## TEXTO BASE
-----

A continuidade do Curso de Filosofia Positiva, em janeiro de 1829, marca o início de um segundo período na vida de Comte, que durou 13 anos e incluiu a publicação dos seis volumes do Curso (1830, 1835, 1838, 1839, 1841, 1842). Ademais, durante esse período, cada vez mais seus laços com o mundo acadêmico foram cortados. Depois de ser nomeado tutor de análise e mecânica na École Polytechnique em 1832, em 1833 ele tentou criar uma cadeira de história geral da ciência no Collège de France, mas sem sucesso. Duas candidaturas malsucedidas para o cargo de professor na École Polytechnique o levaram, em 1842, a publicar um “prefácio pessoal” para o último volume do Curso, o que o colocou em desacordo com o mundo universitário para sempre. Os dois anos que se seguiram marcam um período de transição. Em rápida sucessão, Comte publicou um Tratado Elementar de Geometria Analítica (1843), sua única obra matemática, e o Tratado Filosófico de Astronomia Popular (1844), fruto de um curso anual, iniciado em 1830, para trabalhadores parisienses. O Discurso sobre o Espírito Positivo, também de 1844, que ele usou como prefácio para o tratado sobre astronomia, marcou uma forte mudança de direção por sua ênfase na dimensão moral da nova filosofia: agora que as ciências haviam sido sistematizadas, Comte pôde retornar ao seu interesse inicial, a filosofia política. O reconhecimento público do positivista Comte, em oposição ao santo-simoniano de vinte anos antes, veio com os artigos de Émile Littré no Le National.

-----

## TAREFAS PROPOSTAS
A - Segundo o texto sobre Comte, qual foi a única obra matemática que ele publicou?
B - Nas entradas, reescreva as linhas começando na que contém "Point to the neoclassical" e terminando na que contém "x=496, y=227", trocando "building" por "structure" sem alterar mais nada. Apresente apenas essas linhas.

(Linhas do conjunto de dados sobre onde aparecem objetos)
-----

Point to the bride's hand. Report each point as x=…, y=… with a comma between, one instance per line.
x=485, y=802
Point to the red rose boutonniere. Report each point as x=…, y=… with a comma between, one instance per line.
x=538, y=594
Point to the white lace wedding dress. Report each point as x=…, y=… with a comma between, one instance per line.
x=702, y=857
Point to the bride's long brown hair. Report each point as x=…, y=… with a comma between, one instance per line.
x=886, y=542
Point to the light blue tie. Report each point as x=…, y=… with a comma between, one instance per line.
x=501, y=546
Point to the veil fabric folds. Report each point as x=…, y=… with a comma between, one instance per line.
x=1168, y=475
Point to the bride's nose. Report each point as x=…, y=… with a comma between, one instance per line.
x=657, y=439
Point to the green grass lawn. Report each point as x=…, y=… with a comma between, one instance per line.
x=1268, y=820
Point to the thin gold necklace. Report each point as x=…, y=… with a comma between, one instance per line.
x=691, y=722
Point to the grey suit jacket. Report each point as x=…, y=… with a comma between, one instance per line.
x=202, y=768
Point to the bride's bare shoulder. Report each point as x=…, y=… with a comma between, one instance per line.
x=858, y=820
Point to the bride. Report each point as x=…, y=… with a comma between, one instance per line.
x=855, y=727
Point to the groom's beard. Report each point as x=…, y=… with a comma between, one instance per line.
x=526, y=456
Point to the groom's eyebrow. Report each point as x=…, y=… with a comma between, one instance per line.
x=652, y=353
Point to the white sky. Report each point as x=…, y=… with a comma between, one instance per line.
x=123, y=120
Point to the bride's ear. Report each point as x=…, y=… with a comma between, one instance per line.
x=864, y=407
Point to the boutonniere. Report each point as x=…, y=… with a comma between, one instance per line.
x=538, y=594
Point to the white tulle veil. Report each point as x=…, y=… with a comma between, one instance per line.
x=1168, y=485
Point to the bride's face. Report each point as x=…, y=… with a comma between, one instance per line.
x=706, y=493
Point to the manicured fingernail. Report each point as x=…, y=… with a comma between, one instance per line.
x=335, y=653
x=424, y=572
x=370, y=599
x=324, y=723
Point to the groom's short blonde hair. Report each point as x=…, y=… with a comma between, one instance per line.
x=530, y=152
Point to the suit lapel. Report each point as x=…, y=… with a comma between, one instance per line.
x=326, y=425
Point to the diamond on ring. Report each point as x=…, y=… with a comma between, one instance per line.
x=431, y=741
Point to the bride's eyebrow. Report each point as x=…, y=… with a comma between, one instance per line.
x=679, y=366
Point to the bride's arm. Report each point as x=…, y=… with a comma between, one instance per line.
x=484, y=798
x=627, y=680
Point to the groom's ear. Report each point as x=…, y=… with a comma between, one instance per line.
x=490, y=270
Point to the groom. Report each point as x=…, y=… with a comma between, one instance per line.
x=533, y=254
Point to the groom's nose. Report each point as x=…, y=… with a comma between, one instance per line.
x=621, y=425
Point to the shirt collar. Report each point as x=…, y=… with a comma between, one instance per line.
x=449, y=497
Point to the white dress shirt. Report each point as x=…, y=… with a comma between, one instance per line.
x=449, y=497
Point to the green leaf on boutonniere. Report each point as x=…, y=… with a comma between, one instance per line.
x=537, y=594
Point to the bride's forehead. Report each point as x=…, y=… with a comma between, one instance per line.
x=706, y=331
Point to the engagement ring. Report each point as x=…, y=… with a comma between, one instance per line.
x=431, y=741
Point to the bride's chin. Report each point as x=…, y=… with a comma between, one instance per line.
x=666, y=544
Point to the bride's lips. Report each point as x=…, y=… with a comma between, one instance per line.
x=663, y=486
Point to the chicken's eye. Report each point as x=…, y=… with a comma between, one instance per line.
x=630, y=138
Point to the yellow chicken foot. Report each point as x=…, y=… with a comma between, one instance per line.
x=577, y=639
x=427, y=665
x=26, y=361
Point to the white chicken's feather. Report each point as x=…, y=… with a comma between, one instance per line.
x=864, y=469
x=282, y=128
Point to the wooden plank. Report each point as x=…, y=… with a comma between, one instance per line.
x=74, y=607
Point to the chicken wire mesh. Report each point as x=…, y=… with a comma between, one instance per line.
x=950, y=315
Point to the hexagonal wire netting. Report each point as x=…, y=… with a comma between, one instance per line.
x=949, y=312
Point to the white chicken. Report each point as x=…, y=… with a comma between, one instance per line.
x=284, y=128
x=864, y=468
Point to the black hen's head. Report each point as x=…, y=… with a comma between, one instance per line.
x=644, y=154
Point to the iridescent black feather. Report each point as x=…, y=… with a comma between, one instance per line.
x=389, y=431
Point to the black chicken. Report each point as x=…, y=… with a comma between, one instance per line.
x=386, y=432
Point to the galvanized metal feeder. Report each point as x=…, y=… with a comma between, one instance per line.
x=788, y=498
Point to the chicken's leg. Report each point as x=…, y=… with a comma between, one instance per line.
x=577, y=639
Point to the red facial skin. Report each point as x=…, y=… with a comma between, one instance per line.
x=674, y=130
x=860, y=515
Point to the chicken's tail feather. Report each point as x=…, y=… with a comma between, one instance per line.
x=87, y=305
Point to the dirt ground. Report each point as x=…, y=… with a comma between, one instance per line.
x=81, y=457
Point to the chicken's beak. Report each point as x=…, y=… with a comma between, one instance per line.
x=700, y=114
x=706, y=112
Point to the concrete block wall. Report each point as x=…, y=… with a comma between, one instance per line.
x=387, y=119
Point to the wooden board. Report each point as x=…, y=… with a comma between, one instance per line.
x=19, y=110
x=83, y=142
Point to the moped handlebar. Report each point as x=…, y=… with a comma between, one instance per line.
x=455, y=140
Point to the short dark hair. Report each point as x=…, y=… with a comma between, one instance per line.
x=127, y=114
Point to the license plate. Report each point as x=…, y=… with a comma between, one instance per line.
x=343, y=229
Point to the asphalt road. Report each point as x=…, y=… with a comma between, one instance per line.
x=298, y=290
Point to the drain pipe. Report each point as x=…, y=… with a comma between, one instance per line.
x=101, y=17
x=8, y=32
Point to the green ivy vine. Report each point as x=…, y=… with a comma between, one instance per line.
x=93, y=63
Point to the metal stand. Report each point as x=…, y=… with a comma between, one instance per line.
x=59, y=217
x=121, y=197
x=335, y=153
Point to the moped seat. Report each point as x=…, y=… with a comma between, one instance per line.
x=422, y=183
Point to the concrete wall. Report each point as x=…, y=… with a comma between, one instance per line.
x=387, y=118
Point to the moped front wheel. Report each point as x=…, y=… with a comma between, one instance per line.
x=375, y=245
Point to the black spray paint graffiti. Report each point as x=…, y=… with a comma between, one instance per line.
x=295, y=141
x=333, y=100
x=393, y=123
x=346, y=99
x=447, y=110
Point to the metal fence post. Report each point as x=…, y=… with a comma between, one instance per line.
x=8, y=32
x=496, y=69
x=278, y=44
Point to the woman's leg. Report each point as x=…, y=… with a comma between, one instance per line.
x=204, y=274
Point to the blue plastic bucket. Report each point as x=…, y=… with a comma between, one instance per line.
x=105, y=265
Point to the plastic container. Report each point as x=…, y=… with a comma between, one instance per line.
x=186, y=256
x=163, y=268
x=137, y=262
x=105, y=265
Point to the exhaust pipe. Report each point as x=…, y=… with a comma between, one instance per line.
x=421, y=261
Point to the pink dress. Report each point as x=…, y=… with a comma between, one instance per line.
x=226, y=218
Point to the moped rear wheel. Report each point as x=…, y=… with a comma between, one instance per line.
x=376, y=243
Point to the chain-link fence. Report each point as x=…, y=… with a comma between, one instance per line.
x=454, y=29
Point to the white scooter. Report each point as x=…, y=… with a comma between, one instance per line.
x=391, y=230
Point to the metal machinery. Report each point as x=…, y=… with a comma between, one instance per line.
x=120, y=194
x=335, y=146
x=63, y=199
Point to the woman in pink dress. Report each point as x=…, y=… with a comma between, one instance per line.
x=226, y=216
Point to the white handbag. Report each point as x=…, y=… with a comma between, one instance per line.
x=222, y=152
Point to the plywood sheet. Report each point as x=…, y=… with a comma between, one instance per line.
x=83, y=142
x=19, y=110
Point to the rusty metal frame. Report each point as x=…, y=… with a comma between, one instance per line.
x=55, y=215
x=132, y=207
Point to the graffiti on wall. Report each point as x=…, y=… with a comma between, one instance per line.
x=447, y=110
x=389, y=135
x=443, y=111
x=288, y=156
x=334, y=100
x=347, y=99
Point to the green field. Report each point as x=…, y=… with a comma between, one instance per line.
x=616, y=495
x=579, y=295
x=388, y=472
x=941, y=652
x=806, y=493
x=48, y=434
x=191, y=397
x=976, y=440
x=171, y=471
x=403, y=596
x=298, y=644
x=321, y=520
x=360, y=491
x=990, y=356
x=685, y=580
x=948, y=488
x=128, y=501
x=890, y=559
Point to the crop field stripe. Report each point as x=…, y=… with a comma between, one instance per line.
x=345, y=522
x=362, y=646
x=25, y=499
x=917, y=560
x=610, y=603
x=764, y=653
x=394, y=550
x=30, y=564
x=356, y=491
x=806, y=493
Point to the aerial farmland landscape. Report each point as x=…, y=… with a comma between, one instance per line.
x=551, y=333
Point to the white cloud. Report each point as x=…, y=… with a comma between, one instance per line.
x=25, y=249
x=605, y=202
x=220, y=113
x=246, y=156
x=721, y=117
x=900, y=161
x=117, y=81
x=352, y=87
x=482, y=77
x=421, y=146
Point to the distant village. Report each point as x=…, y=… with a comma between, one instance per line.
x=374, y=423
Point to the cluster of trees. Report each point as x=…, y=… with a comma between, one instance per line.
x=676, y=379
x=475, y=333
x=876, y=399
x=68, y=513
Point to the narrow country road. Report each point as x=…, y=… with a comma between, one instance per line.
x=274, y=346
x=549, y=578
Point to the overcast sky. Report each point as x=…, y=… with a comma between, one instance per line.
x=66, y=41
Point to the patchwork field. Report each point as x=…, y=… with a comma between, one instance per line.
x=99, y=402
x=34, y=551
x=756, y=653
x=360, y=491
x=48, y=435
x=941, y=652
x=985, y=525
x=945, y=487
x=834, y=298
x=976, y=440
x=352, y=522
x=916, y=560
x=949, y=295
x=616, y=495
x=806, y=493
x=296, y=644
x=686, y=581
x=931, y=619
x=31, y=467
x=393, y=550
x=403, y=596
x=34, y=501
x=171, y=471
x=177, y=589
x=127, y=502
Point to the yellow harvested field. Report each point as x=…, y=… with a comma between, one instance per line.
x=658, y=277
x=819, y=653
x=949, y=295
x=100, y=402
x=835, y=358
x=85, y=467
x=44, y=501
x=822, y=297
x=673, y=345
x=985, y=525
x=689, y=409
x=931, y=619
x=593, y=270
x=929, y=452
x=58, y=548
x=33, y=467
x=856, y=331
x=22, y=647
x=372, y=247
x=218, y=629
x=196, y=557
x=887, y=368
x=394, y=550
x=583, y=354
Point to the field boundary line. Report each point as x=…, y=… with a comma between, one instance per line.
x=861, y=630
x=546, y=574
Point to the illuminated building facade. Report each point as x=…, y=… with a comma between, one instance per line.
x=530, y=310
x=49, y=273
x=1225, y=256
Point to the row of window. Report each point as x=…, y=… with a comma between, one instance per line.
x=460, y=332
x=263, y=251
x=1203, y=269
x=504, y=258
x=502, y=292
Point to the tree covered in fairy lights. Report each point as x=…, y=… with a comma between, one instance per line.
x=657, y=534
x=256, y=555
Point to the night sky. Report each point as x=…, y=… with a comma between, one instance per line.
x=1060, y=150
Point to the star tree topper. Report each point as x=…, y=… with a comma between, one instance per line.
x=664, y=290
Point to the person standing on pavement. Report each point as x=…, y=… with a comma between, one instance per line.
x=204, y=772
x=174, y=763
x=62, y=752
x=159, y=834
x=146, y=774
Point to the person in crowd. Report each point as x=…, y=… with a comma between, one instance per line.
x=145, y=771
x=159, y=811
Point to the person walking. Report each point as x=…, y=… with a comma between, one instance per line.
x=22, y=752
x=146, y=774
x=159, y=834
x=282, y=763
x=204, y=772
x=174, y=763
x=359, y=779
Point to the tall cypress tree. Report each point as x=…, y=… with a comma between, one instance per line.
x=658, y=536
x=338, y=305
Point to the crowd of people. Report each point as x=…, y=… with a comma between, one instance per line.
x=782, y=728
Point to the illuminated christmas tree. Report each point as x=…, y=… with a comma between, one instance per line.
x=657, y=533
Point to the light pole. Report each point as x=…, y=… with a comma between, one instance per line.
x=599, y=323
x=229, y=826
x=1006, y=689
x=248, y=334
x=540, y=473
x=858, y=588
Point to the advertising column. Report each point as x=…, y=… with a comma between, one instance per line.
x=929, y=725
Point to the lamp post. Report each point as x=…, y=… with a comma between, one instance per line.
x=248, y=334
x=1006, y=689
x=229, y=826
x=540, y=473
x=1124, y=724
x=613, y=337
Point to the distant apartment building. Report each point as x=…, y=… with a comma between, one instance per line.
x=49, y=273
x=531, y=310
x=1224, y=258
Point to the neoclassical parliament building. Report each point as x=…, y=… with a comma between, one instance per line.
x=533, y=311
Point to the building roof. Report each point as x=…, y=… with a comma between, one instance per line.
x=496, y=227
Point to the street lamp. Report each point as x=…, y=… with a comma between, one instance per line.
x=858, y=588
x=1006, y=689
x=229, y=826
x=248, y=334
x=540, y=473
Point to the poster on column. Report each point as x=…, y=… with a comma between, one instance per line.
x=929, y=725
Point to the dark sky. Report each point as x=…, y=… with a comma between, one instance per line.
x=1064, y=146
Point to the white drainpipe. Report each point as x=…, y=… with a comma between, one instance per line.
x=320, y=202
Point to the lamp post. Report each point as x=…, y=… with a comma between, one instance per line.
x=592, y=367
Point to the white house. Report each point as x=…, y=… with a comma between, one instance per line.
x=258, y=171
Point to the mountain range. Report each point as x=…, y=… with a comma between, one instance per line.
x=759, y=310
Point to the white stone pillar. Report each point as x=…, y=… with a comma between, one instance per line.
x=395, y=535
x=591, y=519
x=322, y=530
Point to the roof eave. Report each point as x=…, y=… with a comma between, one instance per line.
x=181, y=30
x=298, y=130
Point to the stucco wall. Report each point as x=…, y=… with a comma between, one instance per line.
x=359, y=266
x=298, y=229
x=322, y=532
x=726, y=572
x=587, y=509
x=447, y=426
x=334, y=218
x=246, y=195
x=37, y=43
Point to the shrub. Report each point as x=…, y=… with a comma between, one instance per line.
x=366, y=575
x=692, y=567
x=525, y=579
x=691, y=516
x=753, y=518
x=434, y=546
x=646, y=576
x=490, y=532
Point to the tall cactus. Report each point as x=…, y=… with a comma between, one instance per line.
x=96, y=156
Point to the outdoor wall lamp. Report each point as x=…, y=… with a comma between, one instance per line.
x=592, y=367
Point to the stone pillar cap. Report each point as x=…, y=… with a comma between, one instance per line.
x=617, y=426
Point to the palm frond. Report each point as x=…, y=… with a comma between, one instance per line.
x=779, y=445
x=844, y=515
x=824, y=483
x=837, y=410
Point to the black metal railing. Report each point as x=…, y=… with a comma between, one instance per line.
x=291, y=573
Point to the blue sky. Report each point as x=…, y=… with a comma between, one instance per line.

-----

## RESPOSTAS DAS TAREFAS
A - O Tratado Elementar de Geometria Analítica, de 1843.

B -
Point to the neoclassical parliament structure. Report each point as x=…, y=… with a comma between, one instance per line.
x=533, y=311
Point to the structure roof. Report each point as x=…, y=… with a comma between, one instance per line.
x=496, y=227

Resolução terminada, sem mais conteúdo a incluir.